All entries below need to be written out exactly, but without their pictures.

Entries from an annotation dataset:
>> BEGIN

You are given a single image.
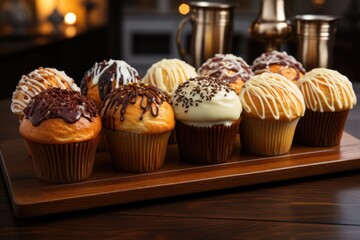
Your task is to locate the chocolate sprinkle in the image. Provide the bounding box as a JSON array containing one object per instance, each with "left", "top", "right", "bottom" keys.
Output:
[
  {"left": 100, "top": 83, "right": 171, "bottom": 130},
  {"left": 173, "top": 77, "right": 235, "bottom": 113},
  {"left": 24, "top": 88, "right": 98, "bottom": 126}
]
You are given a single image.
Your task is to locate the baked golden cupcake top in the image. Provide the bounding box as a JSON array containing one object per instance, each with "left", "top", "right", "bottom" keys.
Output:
[
  {"left": 251, "top": 50, "right": 306, "bottom": 81},
  {"left": 142, "top": 58, "right": 197, "bottom": 98},
  {"left": 297, "top": 68, "right": 357, "bottom": 112},
  {"left": 198, "top": 54, "right": 254, "bottom": 94},
  {"left": 240, "top": 73, "right": 305, "bottom": 121},
  {"left": 11, "top": 67, "right": 80, "bottom": 120},
  {"left": 100, "top": 83, "right": 175, "bottom": 134},
  {"left": 19, "top": 88, "right": 101, "bottom": 144},
  {"left": 80, "top": 59, "right": 141, "bottom": 108}
]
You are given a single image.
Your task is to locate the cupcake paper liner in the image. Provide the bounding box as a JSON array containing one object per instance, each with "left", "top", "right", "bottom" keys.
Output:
[
  {"left": 104, "top": 128, "right": 171, "bottom": 173},
  {"left": 240, "top": 117, "right": 299, "bottom": 156},
  {"left": 175, "top": 119, "right": 240, "bottom": 164},
  {"left": 295, "top": 109, "right": 350, "bottom": 147},
  {"left": 25, "top": 139, "right": 98, "bottom": 183}
]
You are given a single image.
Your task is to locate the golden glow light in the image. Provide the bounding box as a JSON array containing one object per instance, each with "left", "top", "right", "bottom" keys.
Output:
[
  {"left": 179, "top": 3, "right": 190, "bottom": 15},
  {"left": 64, "top": 12, "right": 76, "bottom": 25}
]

>> END

Expected output:
You are given a single image.
Your task is to locate the chocolate sprinkle in the image. Provide the bounding box as a JSON array containing one object per instance, each with "left", "top", "right", "bottom" keys.
Output:
[
  {"left": 100, "top": 83, "right": 171, "bottom": 130},
  {"left": 173, "top": 77, "right": 235, "bottom": 113},
  {"left": 24, "top": 88, "right": 98, "bottom": 126}
]
You are given a single image.
Your task is to locate the baked golden cupcake top in the image. Provide the bounding box as a JSON array containing one object per instance, each with "left", "top", "right", "bottom" keys.
Output:
[
  {"left": 251, "top": 50, "right": 306, "bottom": 81},
  {"left": 142, "top": 58, "right": 197, "bottom": 98},
  {"left": 297, "top": 68, "right": 357, "bottom": 112},
  {"left": 198, "top": 54, "right": 254, "bottom": 94},
  {"left": 240, "top": 73, "right": 305, "bottom": 121},
  {"left": 11, "top": 67, "right": 80, "bottom": 120},
  {"left": 100, "top": 83, "right": 175, "bottom": 134},
  {"left": 19, "top": 88, "right": 101, "bottom": 144},
  {"left": 80, "top": 59, "right": 141, "bottom": 108}
]
You are given a single image.
Your task is to locate the cupcake paper liner in the image. Provide the bounding box as a JSON array containing one object per instance, each with "left", "top", "right", "bottom" keys.
Output:
[
  {"left": 104, "top": 128, "right": 171, "bottom": 173},
  {"left": 240, "top": 117, "right": 299, "bottom": 156},
  {"left": 175, "top": 119, "right": 240, "bottom": 164},
  {"left": 295, "top": 109, "right": 350, "bottom": 147},
  {"left": 25, "top": 139, "right": 98, "bottom": 183}
]
You are given a single image.
Your task is to locate the golden glow light in the image. Provide the bounding box as a JSON array containing one object per instance, each with "left", "top", "right", "bottom" keys.
Output:
[
  {"left": 179, "top": 3, "right": 190, "bottom": 15},
  {"left": 64, "top": 12, "right": 76, "bottom": 25}
]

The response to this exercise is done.